◆ Assigned task 1 ◆
In the passage about the failing eval, reproduce everything from "One of our nightly" down to "out of five.".
◆ Assigned task 2 ◆
According to the passage about the failing eval, which skill was flagged in three of the four failures?

◆ Text under study ◆
One of our nightly evals started failing correct work. The pass-rate on "did the agent invoke the right skill" dropped from 100% to 20% overnight, and the eval fired a regression alert. The agent had done nothing wrong. The judge had. Its hard-coded list of valid skills had gone stale, so it was flagging real skill invocations as made-up ones.
What we did
Vera is our standing eval. Every night it samples what our agents actually
did, scores each output with a three-model judge panel (a PoLL: Panel of
LLM Evaluators, one Anthropic, one Google, one DeepSeek juror so their
blind spots do not correlate), and pings us only on a real regression. On
14 July it pinged: bob/skill_invoked had collapsed from five
passes out of five to one out of five.
The four failures all said the same thing. Three flagged the skill
ahfu and one flagged linkedin as "not a
documented internal Workloft skill". Both are real, working skills we use
daily. The problem was that the judge is handed a short fleet-context
block to stop it false-failing things it lacks knowledge of, and that
block listed the valid skills by hand: /go, /ship, /pizza,
/running, /notes and a few more. We had added ahfu and
linkedin since, and nobody updated the list. So the judge,
reasoning from its stale list, marked correct behaviour as a bug.

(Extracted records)
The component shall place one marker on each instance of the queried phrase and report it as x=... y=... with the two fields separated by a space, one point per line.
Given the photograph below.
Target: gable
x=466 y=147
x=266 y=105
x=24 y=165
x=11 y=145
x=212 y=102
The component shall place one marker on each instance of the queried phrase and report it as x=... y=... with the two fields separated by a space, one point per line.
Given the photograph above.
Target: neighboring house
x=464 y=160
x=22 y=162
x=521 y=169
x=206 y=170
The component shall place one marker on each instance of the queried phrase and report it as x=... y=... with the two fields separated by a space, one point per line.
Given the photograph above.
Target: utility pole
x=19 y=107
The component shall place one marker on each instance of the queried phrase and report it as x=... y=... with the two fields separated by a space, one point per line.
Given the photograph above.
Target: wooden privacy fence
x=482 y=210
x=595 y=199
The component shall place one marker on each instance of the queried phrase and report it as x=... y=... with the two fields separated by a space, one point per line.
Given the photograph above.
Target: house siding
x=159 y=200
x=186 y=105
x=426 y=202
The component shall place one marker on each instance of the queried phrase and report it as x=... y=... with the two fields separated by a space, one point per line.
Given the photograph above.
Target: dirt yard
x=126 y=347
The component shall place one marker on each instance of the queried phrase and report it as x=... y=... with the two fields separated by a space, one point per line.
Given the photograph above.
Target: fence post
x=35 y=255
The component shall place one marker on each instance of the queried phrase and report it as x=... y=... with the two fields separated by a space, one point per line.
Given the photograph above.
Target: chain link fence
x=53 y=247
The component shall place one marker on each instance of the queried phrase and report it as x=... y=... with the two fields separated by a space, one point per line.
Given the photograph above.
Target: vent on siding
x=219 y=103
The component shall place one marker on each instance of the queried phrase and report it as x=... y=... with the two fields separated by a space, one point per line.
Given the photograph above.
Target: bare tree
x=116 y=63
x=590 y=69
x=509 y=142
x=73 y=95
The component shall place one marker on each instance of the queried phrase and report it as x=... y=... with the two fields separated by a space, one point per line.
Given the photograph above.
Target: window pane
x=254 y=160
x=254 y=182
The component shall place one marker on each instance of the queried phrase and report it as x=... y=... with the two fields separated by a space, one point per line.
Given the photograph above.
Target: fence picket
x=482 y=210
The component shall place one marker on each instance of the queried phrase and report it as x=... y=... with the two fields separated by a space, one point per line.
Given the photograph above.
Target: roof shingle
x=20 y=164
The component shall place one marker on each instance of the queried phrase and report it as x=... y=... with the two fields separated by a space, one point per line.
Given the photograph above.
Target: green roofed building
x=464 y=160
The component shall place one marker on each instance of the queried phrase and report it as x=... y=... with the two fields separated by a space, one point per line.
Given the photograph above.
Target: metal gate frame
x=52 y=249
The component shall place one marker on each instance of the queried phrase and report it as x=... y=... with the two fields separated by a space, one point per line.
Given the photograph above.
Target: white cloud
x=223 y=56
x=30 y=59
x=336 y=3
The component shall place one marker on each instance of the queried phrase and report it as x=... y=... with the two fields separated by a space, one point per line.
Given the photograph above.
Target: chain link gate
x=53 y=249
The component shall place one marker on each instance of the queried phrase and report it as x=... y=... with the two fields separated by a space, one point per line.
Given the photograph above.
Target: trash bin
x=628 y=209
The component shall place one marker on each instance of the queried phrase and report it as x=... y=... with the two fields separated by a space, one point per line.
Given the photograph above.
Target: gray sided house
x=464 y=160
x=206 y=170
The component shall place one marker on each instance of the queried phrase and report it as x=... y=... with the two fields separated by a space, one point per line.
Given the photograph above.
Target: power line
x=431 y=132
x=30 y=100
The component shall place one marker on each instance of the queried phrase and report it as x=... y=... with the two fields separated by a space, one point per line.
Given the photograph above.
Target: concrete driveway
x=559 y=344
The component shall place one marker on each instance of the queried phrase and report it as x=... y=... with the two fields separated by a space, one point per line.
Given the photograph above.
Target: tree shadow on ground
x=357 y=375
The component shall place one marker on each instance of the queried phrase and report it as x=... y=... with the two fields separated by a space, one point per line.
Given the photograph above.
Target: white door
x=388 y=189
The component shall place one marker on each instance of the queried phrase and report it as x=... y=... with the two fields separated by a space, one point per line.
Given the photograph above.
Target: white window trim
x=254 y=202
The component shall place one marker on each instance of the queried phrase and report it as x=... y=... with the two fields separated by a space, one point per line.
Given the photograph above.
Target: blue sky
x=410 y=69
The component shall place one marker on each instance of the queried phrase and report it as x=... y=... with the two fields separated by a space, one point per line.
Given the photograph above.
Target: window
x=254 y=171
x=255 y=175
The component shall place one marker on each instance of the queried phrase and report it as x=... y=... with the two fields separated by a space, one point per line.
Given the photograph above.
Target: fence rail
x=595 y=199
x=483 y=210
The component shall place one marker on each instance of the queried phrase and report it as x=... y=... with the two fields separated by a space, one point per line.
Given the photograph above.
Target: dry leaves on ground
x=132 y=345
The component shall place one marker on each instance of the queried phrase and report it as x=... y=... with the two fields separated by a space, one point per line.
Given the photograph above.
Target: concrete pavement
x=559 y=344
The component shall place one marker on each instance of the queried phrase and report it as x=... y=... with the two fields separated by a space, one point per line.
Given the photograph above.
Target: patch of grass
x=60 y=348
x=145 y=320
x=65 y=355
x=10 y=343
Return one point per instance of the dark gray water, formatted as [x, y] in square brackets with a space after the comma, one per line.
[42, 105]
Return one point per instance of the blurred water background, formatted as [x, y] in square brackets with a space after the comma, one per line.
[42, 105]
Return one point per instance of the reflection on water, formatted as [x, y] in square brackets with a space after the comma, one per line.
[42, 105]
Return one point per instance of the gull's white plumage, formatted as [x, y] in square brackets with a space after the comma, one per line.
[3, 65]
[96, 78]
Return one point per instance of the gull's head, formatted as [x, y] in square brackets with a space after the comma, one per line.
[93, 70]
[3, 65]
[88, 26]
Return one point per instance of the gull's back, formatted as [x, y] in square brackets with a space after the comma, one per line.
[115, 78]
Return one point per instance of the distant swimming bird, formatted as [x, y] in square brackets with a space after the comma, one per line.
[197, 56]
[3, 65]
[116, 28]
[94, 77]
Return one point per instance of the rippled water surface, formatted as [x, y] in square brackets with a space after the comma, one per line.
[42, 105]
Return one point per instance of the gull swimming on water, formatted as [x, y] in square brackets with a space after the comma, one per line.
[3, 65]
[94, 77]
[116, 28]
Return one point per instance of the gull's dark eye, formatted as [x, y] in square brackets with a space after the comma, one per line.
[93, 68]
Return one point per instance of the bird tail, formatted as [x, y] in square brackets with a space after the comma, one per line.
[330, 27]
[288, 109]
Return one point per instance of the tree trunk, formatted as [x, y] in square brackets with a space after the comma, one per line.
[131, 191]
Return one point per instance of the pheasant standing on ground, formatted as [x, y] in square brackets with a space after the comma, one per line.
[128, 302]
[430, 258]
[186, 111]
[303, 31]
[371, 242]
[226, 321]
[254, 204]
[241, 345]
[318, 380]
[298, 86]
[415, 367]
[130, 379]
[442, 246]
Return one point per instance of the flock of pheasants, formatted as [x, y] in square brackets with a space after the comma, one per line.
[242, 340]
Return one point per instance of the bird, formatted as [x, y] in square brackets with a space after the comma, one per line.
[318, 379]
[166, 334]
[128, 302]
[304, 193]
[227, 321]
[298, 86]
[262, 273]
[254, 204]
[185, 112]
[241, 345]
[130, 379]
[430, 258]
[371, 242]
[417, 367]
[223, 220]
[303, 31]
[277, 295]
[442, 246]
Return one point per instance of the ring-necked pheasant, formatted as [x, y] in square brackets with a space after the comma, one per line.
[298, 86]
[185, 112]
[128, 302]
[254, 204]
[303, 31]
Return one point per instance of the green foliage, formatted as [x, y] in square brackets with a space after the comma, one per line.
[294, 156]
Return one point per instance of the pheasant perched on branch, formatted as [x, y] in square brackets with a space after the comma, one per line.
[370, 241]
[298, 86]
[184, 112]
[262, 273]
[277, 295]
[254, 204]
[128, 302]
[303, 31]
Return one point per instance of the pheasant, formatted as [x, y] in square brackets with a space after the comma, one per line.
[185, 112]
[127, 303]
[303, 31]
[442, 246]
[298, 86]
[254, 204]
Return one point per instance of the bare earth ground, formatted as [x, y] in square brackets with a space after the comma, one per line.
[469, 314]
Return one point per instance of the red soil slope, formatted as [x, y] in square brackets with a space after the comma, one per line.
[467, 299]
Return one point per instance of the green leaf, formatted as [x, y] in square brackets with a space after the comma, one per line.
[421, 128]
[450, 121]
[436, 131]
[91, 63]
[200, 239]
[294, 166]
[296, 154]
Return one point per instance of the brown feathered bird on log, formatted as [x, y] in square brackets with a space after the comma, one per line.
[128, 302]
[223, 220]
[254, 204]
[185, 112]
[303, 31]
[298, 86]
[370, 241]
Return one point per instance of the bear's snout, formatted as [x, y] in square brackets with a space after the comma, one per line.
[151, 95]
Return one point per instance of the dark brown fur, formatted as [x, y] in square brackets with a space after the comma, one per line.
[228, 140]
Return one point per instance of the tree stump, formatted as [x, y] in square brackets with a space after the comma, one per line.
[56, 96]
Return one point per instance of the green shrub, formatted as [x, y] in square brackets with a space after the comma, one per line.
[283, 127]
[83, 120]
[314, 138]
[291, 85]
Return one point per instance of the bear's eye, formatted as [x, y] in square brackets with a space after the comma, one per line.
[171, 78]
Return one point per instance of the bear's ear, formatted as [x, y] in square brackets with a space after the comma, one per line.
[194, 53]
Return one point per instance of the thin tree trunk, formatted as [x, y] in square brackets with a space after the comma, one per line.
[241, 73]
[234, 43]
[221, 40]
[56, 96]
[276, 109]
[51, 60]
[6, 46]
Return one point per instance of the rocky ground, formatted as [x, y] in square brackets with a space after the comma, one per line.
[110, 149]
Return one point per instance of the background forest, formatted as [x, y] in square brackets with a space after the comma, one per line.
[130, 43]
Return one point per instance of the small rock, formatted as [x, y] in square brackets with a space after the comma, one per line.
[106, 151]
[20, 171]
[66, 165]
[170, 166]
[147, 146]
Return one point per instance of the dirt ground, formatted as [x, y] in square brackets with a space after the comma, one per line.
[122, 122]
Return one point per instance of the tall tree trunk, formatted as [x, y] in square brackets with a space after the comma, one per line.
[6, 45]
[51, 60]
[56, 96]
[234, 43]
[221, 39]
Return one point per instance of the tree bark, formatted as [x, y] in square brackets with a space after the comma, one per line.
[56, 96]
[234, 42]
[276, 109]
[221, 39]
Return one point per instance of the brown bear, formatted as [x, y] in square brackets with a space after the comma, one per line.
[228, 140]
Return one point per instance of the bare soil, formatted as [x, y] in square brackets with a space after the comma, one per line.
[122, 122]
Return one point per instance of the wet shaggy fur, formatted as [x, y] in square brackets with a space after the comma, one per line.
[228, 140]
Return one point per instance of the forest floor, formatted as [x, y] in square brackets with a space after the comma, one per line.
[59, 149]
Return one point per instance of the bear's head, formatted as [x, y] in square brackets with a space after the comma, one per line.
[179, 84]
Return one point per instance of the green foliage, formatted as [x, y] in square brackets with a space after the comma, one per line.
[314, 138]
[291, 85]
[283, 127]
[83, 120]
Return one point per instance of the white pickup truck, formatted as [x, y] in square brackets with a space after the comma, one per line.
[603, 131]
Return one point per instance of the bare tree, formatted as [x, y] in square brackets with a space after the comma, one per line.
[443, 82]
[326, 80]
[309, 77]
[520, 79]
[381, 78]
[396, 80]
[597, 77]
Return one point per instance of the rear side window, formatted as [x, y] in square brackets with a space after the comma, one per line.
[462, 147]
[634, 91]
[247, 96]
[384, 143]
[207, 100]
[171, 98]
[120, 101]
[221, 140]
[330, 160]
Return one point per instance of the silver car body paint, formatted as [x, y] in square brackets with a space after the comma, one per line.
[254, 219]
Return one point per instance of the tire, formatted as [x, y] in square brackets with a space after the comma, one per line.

◆ Final answer 1 ◆
One of our nightly evals started failing correct work. The pass-rate on "did the agent invoke the right skill" dropped from 100% to 20% overnight, and the eval fired a regression alert. The agent had done nothing wrong. The judge had. Its hard-coded list of valid skills had gone stale, so it was flagging real skill invocations as made-up ones.
What we did
Vera is our standing eval. Every night it samples what our agents actually
did, scores each output with a three-model judge panel (a PoLL: Panel of
LLM Evaluators, one Anthropic, one Google, one DeepSeek juror so their
blind spots do not correlate), and pings us only on a real regression. On
14 July it pinged: bob/skill_invoked had collapsed from five
passes out of five to one out of five.

◆ Final answer 2 ◆
The skill ahfu was flagged in three of the four failures.